[Records supplied]:
START

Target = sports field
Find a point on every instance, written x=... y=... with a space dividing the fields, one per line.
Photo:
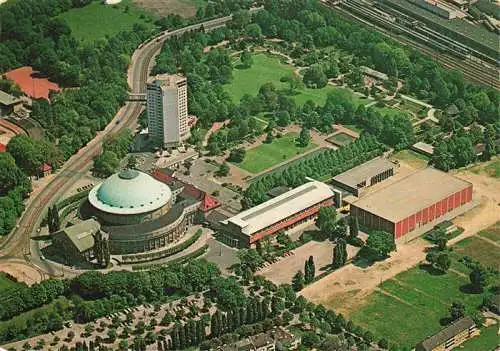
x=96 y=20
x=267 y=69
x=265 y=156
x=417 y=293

END

[Directions for this task]:
How many lines in the entries contain the string "fields", matching case exactly? Reply with the number alone.

[Answer to this problem]:
1